Given exercise A: Write out the passage of the passive income article starting with "If art is your" and going on through "is a passive income stream.".

Given passage:
#####
And, of course, another great thing about having a passive income stream is that the money allows you to make money in other passive ways.
Write a Book
Willen has written a couple of short books and self-published them on Amazon. One of those books, for instance, is called “Buying Small Apartment Buildings: Become a Successful Real Estate Investor by Owning Duplexes, Triplexes and Quads.”
Obviously, that’s a topic he knows something about. “In total they bring in about $150 to $200 a month, and I spend $20 to $30 in Amazon ads,” Willen says of the two books. “They’re truly passive; I do nothing whatsoever with either.”
Create a Product
Again, like buying an apartment or writing a book, this isn’t a simple task. But it is a classic example of a passive income stream. In fact, Willen recently started a frozen dog treat business called Cooper’s Treats.
“I’m currently in the early phase of doing all the production and logistics myself because sales numbers are still relatively small, but they’re ramping up quickly,” Willen says. “Soon I should be able to move production and logistics to a third-party manufacturer and a third-party logistics company. Once those are taken care of, I’ll hire a (virtual assistant) to handle customer support and basic marketing — mostly updating social media — and from there it should be almost entirely passive.”
Become a Business Partner
If you have money to invest, you could invest it in a business. This only works if things happen to line up well, but consider whether you have any friends or family members who are extremely competent, ambitious and looking to start a business.
You could consider going into business with them — but you’d be the one with the deep pockets, and your partner would be the one exerting all or most of the energy and time to run the business.
You could come up with an equitable way to split the profits, and as long as the business is a success, you’ll have a passive income.
If art is your thing, there are a lot of companies that will help you sell your T-shirt designs. Spreadshirt, Designhill, Zazzle and CafePress are a few. Some websites charge fees to sell your designs, but most don’t. Generally, these companies take care of the marketing and shipping of T-shirts; if your design is bought, you’ll receive a commission, usually around 10% to 15%. It may not make you a fortune, but once you’ve uploaded your design, anything you earn from a sale is a passive income stream.
Be a Pet Sitter
This can be a really nice stream of passive income for people who work at home or are retired. Sure, it’s active in that you’re feeding and walking a dog. But often you’re doing your own thing, cleaning and cooking or watching TV while petting the dog and simply being around when the pets you’re watching need you.
There are a number of websites like Fetch!, PetSit.com and Rover where you may find pet sitting jobs. You also may want to go on Facebook or Nextdoor, a popular social media site where you can find people seeking pet sitters in your vicinity. Just mention that you’re interested in pet sitting, and maybe you’ll find a regular gig.
ZipRecruiter suggests you could earn between $9 and $45 an hour pet sitting. Obviously, it’s up to you to set prices, and while $45 an hour may sound too good to be true, you have to consider factors such as whether you’ll be watching a sick dog who needs a lot of care or a canine with a ton of energy.
#####
Records to use:
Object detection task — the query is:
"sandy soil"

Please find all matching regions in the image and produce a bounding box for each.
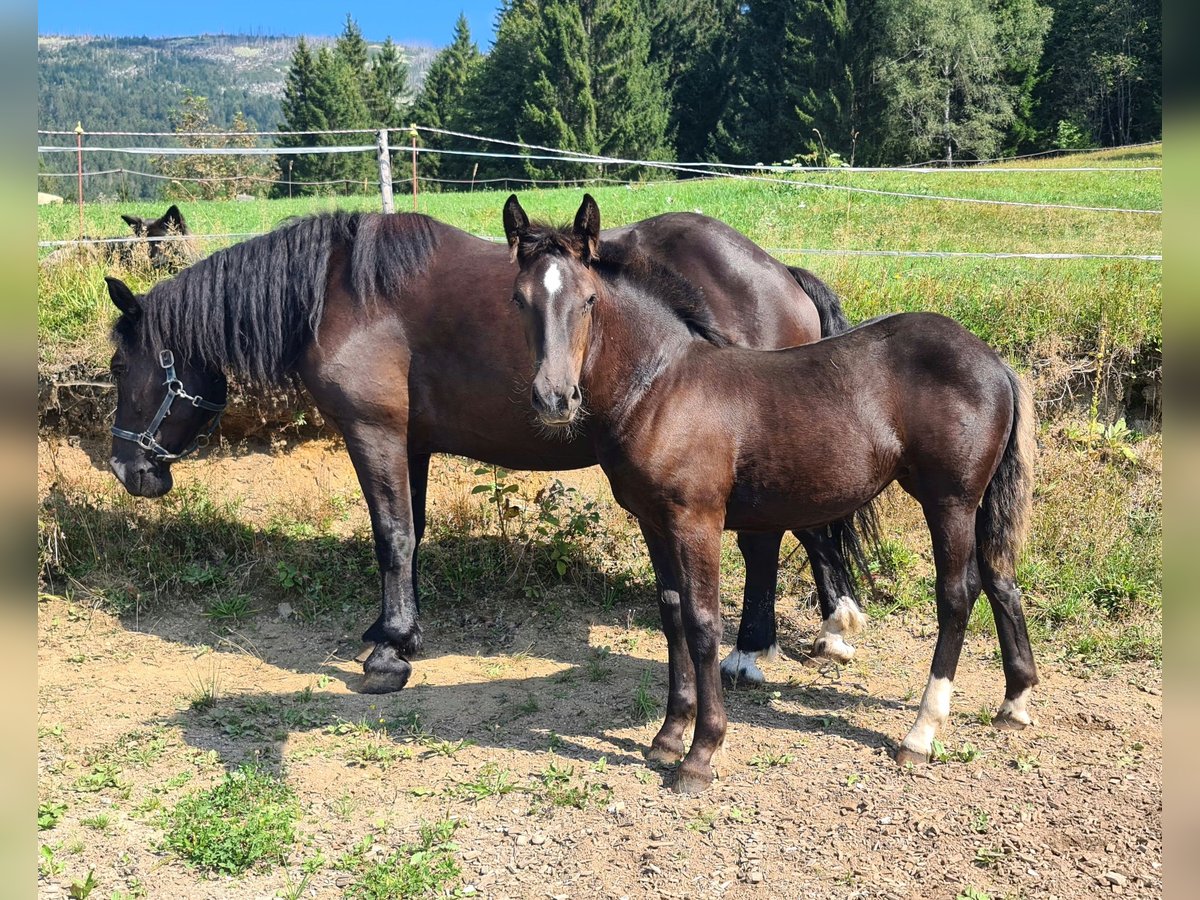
[38,442,1163,899]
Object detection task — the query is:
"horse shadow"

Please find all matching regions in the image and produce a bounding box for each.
[43,487,911,773]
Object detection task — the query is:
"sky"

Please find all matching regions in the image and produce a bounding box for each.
[37,0,500,46]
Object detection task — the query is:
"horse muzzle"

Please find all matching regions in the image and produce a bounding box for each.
[532,384,583,427]
[108,456,174,497]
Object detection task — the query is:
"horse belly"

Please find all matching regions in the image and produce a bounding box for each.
[725,452,890,532]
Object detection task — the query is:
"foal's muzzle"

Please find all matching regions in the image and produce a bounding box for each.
[532,384,583,425]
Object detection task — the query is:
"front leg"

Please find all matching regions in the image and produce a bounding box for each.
[346,425,421,694]
[721,532,784,688]
[642,524,696,762]
[666,510,727,793]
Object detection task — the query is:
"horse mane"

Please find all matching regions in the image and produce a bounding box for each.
[517,223,733,347]
[136,212,437,385]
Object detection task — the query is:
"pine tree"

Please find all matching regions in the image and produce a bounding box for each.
[365,37,408,128]
[276,37,329,197]
[412,14,482,179]
[590,0,673,178]
[719,0,851,163]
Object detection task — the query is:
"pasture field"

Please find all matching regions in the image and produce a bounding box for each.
[37,148,1162,899]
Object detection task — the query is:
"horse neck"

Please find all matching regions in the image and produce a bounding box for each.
[583,281,697,428]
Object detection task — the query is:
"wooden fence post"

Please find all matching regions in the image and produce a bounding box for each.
[376,128,396,212]
[76,121,83,240]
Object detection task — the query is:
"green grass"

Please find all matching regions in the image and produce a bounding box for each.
[38,146,1162,376]
[166,767,299,875]
[337,820,462,900]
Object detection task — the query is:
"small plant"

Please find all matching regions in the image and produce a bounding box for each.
[971,806,991,834]
[67,869,96,900]
[166,766,298,875]
[80,812,113,832]
[750,752,796,772]
[451,762,516,803]
[632,668,659,724]
[204,594,253,623]
[37,844,64,878]
[37,800,67,832]
[337,820,462,900]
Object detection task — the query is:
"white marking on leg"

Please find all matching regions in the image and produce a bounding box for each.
[541,263,563,300]
[812,596,866,664]
[721,644,779,684]
[997,688,1033,725]
[902,676,954,756]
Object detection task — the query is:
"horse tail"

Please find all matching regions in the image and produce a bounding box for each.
[976,365,1034,576]
[787,265,881,602]
[787,265,851,337]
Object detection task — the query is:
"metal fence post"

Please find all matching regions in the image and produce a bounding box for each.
[376,128,396,212]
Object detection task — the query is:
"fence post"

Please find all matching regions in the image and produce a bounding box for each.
[76,121,83,240]
[408,122,416,212]
[376,128,396,212]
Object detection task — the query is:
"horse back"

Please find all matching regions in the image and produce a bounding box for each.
[600,212,821,350]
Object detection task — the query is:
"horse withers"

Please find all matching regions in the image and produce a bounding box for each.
[504,196,1038,792]
[109,212,873,692]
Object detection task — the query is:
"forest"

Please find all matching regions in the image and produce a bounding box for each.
[41,0,1162,196]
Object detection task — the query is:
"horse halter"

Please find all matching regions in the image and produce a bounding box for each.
[112,350,226,462]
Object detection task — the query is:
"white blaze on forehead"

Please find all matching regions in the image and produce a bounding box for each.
[541,263,563,300]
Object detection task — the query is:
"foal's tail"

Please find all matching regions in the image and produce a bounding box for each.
[787,265,851,337]
[976,365,1034,576]
[787,265,881,592]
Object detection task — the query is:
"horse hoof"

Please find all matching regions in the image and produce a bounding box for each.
[991,713,1030,731]
[896,745,929,766]
[646,744,683,766]
[671,766,713,794]
[810,637,854,666]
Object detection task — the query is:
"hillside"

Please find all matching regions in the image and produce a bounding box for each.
[37,35,437,197]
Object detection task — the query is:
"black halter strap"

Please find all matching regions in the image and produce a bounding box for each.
[112,350,226,462]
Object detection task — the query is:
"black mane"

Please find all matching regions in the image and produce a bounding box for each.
[517,223,733,347]
[125,212,437,385]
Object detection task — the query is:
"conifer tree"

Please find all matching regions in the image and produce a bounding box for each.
[412,14,482,179]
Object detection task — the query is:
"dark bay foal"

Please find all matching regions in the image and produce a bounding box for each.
[504,196,1038,792]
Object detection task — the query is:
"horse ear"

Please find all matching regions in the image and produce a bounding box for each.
[575,193,600,263]
[504,193,529,260]
[158,203,187,234]
[104,276,142,318]
[121,212,146,238]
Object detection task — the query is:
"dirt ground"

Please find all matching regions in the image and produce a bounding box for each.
[38,442,1163,899]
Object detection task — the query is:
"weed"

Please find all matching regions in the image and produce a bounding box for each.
[79,812,113,832]
[631,668,661,724]
[750,751,796,772]
[337,820,462,900]
[451,762,516,803]
[67,869,96,900]
[204,594,253,623]
[37,800,67,832]
[37,844,65,878]
[166,767,299,875]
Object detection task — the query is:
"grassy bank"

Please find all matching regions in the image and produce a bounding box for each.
[38,148,1162,666]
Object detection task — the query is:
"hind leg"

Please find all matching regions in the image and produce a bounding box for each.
[896,503,979,764]
[721,532,784,686]
[642,526,696,762]
[793,527,866,664]
[979,559,1038,731]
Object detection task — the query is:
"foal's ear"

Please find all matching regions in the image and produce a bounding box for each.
[575,193,600,263]
[158,203,187,234]
[504,193,529,259]
[104,276,142,318]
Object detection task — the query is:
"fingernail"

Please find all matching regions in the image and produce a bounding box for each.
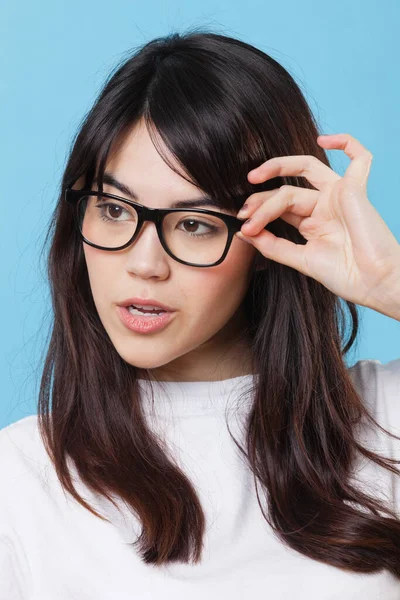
[237,204,249,217]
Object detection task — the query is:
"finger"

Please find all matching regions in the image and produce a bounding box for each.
[247,155,341,190]
[241,185,319,235]
[317,133,373,190]
[236,229,309,275]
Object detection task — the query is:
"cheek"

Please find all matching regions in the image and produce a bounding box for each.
[183,238,257,315]
[84,244,118,307]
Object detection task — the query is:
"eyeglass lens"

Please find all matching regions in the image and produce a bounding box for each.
[77,195,228,265]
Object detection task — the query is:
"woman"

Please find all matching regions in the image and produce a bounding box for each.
[0,31,400,600]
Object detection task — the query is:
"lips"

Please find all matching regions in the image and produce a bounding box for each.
[118,298,175,312]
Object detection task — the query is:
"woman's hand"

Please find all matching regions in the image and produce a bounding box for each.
[236,133,400,312]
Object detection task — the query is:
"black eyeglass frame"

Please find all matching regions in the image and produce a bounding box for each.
[65,188,267,268]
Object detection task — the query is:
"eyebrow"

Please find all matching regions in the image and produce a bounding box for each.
[93,172,221,208]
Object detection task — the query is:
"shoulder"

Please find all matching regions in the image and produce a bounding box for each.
[349,358,400,462]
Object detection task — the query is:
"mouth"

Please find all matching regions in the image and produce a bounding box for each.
[117,305,176,333]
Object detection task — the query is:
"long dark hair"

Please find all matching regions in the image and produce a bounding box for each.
[38,30,400,577]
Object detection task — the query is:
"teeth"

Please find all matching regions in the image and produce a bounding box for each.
[128,306,166,317]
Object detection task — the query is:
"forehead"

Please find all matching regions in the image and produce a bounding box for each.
[106,121,196,196]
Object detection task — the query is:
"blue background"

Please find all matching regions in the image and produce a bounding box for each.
[0,0,400,428]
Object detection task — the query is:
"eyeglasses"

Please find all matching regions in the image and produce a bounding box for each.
[65,188,260,267]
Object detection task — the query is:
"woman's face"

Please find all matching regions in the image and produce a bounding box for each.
[78,121,257,381]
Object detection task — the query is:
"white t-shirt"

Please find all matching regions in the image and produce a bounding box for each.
#####
Given exercise B: Rewrite the records from their first line through the line with "[136,212,437,385]", swapping "matching regions" for "relevant areas" everywhere it occurs and keeping everything else unchanged. Leave the pictures out of your answer.

Exercise answer A:
If art is your thing, there are a lot of companies that will help you sell your T-shirt designs. Spreadshirt, Designhill, Zazzle and CafePress are a few. Some websites charge fees to sell your designs, but most don’t. Generally, these companies take care of the marketing and shipping of T-shirts; if your design is bought, you’ll receive a commission, usually around 10% to 15%. It may not make you a fortune, but once you’ve uploaded your design, anything you earn from a sale is a passive income stream.

Exercise answer B:
Object detection task — the query is:
"sandy soil"

Please find all relevant areas in the image and produce a bounding box for each.
[38,442,1163,899]
Object detection task — the query is:
"horse shadow"

Please find all relevant areas in the image and produce a bounding box for each.
[43,487,911,773]
Object detection task — the query is:
"sky"

Please find all relevant areas in the image and produce a bounding box for each.
[37,0,500,46]
Object detection task — the query is:
"horse muzzle"

Please find all relevant areas in the image and produce a bounding box for each.
[532,384,583,427]
[108,456,174,497]
Object detection task — the query is:
"horse belly"

Please find all relevant areas in the image and produce a bounding box for each.
[725,452,890,532]
Object detection task — the query is:
"foal's muzzle"

Please find all relevant areas in the image and produce a bounding box for each.
[532,384,583,425]
Object detection task — the query is:
"front leg"

Please find all relevant areas in the image and produce a bounding box for each.
[346,425,421,694]
[721,532,784,688]
[642,524,696,762]
[666,510,727,793]
Object detection task — the query is:
"horse mane"

Please find all relevant areas in the image and produce a bounding box for each.
[517,223,733,347]
[136,212,437,385]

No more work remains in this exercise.